◆ **Tareas del ejercicio**:
**A.** Enumere, sin repeticiones, todos los nombres propios de lugares geográficos que aparecen en el relato sobre Sarajevo.
**B.** Extraiga literalmente del relato sobre Sarajevo el fragmento que va desde "El canto de" hasta "cerrarse del todo.".
+++ Texto proporcionado
El canto de los muecines me despertó en plena noche. Miré el reloj del móvil: las cuatro y media de la mañana. No son horas, pensé. Pero aún así salí a la terraza, todavía en pijama, para escuchar la primera llamada al rezo del día. Desde el balcón de mi apartamento se divisaba buena parte de la ciudad, a esas horas todavía sumida en las tinieblas previas al alba. Entre las luces de las colinas destacaban los alminares desde los que me llegaban los versos del corán. Sarajevo tiene un lugar en la memoria colectiva europea, y también en la mía personal, desde que las imágenes del asedio llenaron los telediarios del continente a principios de los años noventa. Han pasado más de treinta años desde entonces, y las heridas no sólo no han cicatrizado; ni siquiera han llegado a cerrarse del todo.

No eran ni las cinco de la madrugada cuando aparqué en el aeropuerto de Gerona. Por razones que desconozco, el único vuelo entre España y Bosnia (el único que ha existido, hasta donde yo sé) parte de la Costa Brava, a 90 kilómetros de Barcelona, mi ciudad. Salimos con algo de retraso por algún problema con el motor del 737 de Ryanair, pero a las nueve y media ya había aterrizado en el aeropuerto de Sarajevo, y media hora después estaba al otro lado del control de pasaportes. Una característica del aeropuerto de la capital bosnia es que no tiene transporte público. De ningún tipo. En teoría hay un bus que va al centro pero nadie en el aeropuerto supo indicarme dónde se subía uno a él, así que caminé un rato, cruzando carreteras y cunetas hasta la parada de trolebús más cercana, a un kilómetro de la terminal. Por suerte el cielo plomizo no acompañó con lluvia.
++++++
+++ Filas extraídas
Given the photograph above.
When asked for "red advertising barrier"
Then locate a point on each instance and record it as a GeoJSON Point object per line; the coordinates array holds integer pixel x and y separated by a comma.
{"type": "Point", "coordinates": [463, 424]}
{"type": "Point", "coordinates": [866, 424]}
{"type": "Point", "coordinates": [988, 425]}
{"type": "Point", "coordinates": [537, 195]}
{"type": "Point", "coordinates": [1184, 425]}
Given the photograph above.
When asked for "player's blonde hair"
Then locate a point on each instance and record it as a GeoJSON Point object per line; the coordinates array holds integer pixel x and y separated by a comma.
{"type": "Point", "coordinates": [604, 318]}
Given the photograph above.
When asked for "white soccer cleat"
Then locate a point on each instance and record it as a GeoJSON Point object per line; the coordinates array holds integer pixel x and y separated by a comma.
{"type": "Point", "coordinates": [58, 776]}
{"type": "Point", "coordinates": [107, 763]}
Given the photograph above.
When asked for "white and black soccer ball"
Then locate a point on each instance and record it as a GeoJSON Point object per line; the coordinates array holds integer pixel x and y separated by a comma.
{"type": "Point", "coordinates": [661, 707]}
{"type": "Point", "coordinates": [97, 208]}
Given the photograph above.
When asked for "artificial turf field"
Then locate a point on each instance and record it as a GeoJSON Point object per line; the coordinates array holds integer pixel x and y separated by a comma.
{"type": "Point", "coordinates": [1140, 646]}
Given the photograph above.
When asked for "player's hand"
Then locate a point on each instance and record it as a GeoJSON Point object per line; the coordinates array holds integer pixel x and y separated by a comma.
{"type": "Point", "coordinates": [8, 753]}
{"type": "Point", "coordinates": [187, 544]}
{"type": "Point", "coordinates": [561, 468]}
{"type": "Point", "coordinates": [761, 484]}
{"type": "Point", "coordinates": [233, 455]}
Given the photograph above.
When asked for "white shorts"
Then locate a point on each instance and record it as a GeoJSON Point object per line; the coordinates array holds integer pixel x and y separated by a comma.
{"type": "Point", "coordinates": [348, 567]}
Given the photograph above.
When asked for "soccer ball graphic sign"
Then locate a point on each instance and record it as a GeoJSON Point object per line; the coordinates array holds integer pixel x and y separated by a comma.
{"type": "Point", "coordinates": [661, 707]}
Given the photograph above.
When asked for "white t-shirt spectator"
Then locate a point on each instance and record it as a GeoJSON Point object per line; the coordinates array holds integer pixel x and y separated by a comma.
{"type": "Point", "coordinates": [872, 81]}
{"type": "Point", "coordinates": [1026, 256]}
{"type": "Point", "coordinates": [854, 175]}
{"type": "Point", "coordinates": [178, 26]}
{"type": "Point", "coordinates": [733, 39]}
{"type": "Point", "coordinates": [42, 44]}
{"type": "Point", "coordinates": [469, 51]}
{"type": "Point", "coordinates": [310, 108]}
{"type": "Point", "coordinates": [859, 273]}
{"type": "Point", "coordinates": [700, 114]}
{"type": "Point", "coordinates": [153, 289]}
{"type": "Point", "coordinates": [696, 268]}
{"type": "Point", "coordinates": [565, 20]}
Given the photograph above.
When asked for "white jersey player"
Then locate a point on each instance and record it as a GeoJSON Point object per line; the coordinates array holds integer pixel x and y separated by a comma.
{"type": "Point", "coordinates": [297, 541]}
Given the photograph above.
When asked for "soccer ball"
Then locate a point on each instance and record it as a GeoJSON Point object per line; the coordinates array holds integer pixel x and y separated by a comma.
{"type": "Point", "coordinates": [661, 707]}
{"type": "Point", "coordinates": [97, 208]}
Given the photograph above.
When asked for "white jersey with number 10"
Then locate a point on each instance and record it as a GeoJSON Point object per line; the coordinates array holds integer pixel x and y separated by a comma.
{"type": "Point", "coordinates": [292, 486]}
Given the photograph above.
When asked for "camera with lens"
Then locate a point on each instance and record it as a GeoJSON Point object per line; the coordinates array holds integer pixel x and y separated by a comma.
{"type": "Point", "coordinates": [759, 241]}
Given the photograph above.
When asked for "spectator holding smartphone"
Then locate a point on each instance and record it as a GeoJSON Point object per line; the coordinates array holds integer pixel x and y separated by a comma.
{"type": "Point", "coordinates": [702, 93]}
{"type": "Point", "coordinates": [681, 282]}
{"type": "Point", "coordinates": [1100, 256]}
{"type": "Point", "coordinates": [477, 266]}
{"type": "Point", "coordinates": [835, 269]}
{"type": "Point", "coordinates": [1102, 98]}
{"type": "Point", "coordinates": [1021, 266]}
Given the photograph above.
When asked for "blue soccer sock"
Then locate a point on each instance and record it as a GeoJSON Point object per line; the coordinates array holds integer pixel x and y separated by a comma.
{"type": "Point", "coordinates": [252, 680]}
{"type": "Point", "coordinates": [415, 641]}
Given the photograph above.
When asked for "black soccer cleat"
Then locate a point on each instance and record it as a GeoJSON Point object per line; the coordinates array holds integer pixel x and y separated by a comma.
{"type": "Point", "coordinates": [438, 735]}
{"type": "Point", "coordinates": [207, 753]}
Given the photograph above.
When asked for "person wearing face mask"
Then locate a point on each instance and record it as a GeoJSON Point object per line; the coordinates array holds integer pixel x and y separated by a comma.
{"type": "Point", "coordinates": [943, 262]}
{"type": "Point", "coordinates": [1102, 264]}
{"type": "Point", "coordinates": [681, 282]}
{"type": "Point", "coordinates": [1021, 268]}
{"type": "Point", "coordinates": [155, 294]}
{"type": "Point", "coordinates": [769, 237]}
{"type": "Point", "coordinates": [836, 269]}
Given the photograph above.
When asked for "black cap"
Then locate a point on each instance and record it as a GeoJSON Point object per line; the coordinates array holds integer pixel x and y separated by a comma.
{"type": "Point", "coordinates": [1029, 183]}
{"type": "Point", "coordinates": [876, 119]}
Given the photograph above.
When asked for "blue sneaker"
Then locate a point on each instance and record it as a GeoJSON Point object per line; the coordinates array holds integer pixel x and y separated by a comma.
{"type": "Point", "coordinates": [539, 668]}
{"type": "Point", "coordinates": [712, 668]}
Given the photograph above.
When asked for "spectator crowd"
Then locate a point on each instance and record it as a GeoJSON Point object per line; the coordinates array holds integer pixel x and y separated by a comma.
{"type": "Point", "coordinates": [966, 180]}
++++++
◆ **Resultados de las tareas**:
**A.** Sarajevo, Gerona, España, Bosnia, Costa Brava, Barcelona

**B.**
El canto de los muecines me despertó en plena noche. Miré el reloj del móvil: las cuatro y media de la mañana. No son horas, pensé. Pero aún así salí a la terraza, todavía en pijama, para escuchar la primera llamada al rezo del día. Desde el balcón de mi apartamento se divisaba buena parte de la ciudad, a esas horas todavía sumida en las tinieblas previas al alba. Entre las luces de las colinas destacaban los alminares desde los que me llegaban los versos del corán. Sarajevo tiene un lugar en la memoria colectiva europea, y también en la mía personal, desde que las imágenes del asedio llenaron los telediarios del continente a principios de los años noventa. Han pasado más de treinta años desde entonces, y las heridas no sólo no han cicatrizado; ni siquiera han llegado a cerrarse del todo.